→ **Stated task**:
The entries below are to be transcribed in full, without their images.
____ Given data
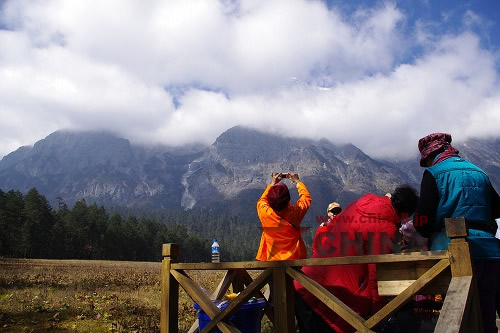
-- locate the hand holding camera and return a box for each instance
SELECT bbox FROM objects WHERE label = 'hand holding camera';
[271,172,300,185]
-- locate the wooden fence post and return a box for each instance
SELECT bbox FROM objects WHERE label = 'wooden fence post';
[160,244,179,333]
[435,217,483,332]
[272,267,295,333]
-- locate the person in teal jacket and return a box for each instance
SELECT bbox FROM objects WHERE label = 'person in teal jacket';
[414,133,500,333]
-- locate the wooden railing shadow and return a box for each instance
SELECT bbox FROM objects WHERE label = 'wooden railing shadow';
[160,218,482,333]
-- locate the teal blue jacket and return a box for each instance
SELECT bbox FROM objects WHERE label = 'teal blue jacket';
[427,156,500,260]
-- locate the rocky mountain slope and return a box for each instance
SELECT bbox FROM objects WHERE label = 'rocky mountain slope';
[0,127,500,219]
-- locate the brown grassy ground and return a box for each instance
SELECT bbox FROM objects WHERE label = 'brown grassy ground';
[0,259,270,332]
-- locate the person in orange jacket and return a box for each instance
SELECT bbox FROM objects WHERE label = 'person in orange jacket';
[256,172,312,261]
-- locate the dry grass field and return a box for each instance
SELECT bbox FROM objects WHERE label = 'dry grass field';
[0,259,244,333]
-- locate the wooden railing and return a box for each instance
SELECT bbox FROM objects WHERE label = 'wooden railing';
[160,218,482,333]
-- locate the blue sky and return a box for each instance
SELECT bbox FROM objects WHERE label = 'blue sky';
[0,0,500,158]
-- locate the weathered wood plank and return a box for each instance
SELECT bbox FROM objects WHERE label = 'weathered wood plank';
[172,250,448,270]
[377,260,451,296]
[210,270,238,300]
[239,271,274,324]
[286,268,372,332]
[160,244,179,333]
[272,267,295,333]
[434,276,472,333]
[201,268,272,333]
[170,270,240,333]
[365,259,450,328]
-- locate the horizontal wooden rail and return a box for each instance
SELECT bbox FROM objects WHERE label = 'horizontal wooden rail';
[171,250,448,270]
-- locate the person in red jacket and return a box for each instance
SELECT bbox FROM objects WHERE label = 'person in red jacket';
[312,201,342,255]
[294,185,418,332]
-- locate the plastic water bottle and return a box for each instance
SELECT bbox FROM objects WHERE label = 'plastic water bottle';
[212,239,220,262]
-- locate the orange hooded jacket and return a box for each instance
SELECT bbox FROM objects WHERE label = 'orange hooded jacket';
[256,181,312,261]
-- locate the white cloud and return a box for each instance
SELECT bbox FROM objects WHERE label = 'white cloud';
[0,0,500,157]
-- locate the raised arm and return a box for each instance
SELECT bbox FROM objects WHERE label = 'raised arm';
[289,173,312,226]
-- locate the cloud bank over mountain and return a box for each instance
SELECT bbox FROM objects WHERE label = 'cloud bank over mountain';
[0,0,500,158]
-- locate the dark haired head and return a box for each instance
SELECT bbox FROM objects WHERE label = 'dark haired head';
[391,184,419,216]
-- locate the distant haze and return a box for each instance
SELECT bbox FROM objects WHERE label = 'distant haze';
[0,0,500,158]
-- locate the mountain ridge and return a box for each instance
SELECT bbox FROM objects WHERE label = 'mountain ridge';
[0,126,500,223]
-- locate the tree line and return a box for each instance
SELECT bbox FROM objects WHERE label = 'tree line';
[0,188,266,262]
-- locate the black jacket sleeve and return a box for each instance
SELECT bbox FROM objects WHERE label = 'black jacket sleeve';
[413,170,439,238]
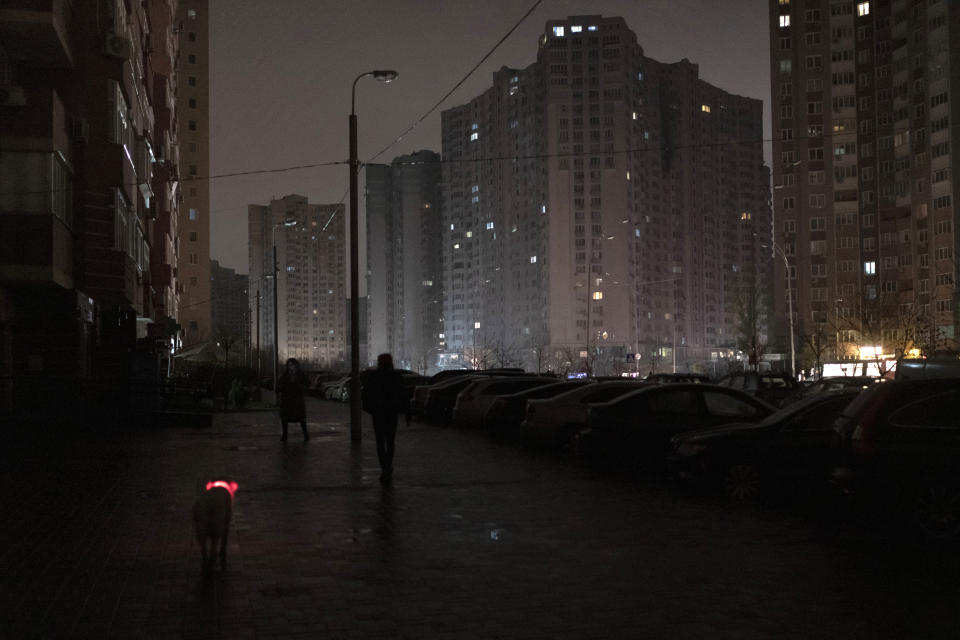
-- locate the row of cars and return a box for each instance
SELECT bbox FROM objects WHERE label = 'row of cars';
________
→ **Result below**:
-- locate the hand holding camera and return a box for each instance
SELECT bbox FROM objects WHERE label = 'hand holding camera';
[271,172,300,185]
-- locate the wooden fence post and return a box for each instance
SELECT bbox FROM objects WHERE label = 'wooden fence post';
[160,244,179,333]
[435,217,483,332]
[272,267,295,333]
-- locate the person in teal jacket and return a box for each instance
SELECT bbox FROM objects WHERE label = 'person in teal jacket';
[414,133,500,333]
-- locate the wooden railing shadow and return a box for each instance
SELECT bbox FROM objects WHERE label = 'wooden railing shadow';
[160,218,482,333]
-- locate the teal blue jacket and return a box for each instance
SELECT bbox FROM objects WHERE label = 'teal blue jacket';
[427,156,500,260]
-- locate the rocky mountain slope and return a box for each instance
SELECT bbox FROM objects WHERE label = 'rocky mountain slope';
[0,127,500,219]
-- locate the brown grassy ground and return a box for each instance
SELECT bbox FROM objects WHERE label = 'brown grassy ground';
[0,259,270,332]
-- locate the person in orange jacket and return a box for each instance
SELECT bbox FROM objects WHERE label = 'person in orange jacket';
[256,172,312,261]
-- locate the dry grass field and return a box for each instance
SELECT bbox FROM objects WHERE label = 'dry grass field';
[0,259,244,333]
-- locate the wooden railing and return a box for each instance
SELECT bbox FROM objects WHERE label = 'wooden railing';
[160,218,482,333]
-- locate the blue sky and return a box for each instance
SELECT bbox FROM objects WHERE label = 'blue sky';
[0,0,500,158]
-- locate the weathered wood plank and return a box for each instance
SELECT bbox FROM objects WHERE label = 'weathered wood plank';
[172,250,448,270]
[377,260,451,296]
[210,270,238,300]
[239,271,274,324]
[286,268,372,332]
[160,244,179,333]
[272,267,295,333]
[434,276,472,333]
[201,268,272,333]
[170,270,240,333]
[365,259,450,328]
-- locate the horizontal wooden rail and return a box for each instance
SELECT bbox FROM objects WHERE label = 'horizontal wooden rail';
[171,250,448,270]
-- locate the person in red jacket and return a box for each instance
SELECT bbox FROM objects WHERE label = 'person in red jacket';
[312,201,342,255]
[294,185,418,332]
-- locate the plastic water bottle and return a box for each instance
SELECT bbox FROM objects WHERE label = 'plastic water bottle';
[212,239,220,262]
-- locate the orange hooded jacket and return a box for each instance
SELECT bbox FROM objects WHERE label = 'orange hooded jacket';
[256,181,312,261]
-- locate the white cloud and return a box for each instance
SELECT bbox FROM objects WHERE label = 'white cloud';
[0,0,500,157]
-- locate the raised arm and return a box for each instance
SELECT bbox FROM objects WHERE label = 'raised arm';
[289,173,312,226]
-- locate the cloud bank over mountain and return a box for each instance
SELECT bbox FROM objects WHERE label = 'cloud bank over mountain';
[0,0,500,158]
-- locate the dark haired head and return a box for each instance
SELECT bbox FROM objects WHERE label = 'dark haired head';
[391,184,419,216]
-- locate the distant haze and return a box for each instance
SELECT bbox FROM objects WHERE label = 'distant haze';
[0,0,500,158]
-- locate the mountain ridge and return a box for each instance
SELECT bbox FROM objects WHERE label = 'mountain ridge';
[0,126,500,223]
-- locate the tree line and return a box for each instance
SELECT bbox FROM objects WHERE label = 'tree line';
[0,188,266,262]
-- locate the black jacket sleeve and return a box for each instance
SELECT bbox FROM objects WHERE label = 'black jacket sleeve';
[413,170,439,238]
-- locate the row of cars and return a box for each instance
SELECT bbox FROM objects WHERE label = 'row of cars';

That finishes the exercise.